▶ [Exercise instructions]:
Select each line of the data below that contains the string "fence" and copy those lines out.

[Collected data entries]
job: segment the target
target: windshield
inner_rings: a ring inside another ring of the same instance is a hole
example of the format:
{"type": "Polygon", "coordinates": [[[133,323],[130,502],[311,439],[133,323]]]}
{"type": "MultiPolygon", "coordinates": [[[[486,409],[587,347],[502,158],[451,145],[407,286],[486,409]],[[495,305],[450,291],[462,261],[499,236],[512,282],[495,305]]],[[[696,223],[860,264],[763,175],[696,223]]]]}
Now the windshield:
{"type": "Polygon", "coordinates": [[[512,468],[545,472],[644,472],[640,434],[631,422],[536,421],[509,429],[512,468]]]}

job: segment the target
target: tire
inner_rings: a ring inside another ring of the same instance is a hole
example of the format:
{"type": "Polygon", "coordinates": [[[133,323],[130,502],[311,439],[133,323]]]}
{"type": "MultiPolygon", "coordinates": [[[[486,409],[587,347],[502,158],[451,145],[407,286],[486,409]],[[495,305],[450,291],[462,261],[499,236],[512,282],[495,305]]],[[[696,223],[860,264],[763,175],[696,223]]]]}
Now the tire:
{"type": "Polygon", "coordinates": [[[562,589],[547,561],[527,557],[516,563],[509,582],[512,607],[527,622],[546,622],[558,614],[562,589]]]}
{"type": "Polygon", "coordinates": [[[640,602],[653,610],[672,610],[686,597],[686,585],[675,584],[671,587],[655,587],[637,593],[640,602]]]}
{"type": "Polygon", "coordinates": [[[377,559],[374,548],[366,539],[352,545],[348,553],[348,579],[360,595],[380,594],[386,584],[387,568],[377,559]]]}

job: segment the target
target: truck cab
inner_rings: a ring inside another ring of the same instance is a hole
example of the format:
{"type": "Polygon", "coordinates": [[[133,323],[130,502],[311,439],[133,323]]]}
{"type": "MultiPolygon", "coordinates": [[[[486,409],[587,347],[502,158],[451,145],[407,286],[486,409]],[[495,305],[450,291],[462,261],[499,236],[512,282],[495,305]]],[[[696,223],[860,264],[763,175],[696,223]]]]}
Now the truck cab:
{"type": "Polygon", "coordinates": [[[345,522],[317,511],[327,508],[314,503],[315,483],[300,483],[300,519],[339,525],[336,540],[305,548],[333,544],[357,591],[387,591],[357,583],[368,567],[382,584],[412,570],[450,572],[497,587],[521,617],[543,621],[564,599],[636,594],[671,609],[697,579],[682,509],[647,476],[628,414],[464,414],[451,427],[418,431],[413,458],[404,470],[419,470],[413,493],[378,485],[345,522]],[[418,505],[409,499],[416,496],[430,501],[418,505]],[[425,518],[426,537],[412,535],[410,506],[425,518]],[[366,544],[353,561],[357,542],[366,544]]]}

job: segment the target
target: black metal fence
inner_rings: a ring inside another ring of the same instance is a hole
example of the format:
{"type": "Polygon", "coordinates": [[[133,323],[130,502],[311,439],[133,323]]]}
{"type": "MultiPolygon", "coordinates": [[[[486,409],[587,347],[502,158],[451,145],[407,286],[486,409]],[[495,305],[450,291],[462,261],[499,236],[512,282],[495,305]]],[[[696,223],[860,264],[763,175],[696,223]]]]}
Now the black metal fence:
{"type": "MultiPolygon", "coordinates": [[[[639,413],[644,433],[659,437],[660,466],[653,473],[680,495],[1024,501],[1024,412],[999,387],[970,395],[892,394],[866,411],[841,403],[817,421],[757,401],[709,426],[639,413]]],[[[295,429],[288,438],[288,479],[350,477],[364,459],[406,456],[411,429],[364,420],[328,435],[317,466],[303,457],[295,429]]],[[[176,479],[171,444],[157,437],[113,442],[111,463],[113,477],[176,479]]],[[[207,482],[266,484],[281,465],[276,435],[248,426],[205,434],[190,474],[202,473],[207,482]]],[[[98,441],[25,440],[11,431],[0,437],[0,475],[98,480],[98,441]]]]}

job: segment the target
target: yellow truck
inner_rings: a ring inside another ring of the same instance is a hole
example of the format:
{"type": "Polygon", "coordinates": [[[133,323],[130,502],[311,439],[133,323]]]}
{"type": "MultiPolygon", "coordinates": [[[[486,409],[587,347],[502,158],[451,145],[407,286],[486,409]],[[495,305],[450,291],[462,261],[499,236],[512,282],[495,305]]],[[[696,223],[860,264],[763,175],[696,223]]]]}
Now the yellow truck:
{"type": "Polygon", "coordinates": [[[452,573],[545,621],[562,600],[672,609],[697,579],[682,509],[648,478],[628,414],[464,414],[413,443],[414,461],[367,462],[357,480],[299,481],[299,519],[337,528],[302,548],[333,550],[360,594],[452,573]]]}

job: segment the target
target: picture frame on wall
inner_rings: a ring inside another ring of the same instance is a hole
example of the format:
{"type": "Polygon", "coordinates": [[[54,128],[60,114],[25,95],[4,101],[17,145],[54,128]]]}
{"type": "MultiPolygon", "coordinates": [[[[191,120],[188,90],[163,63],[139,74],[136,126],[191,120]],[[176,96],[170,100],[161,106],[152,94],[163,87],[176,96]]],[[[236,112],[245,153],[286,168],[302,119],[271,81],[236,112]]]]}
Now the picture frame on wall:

▶ [Output of the exercise]:
target: black metal fence
Now the black metal fence:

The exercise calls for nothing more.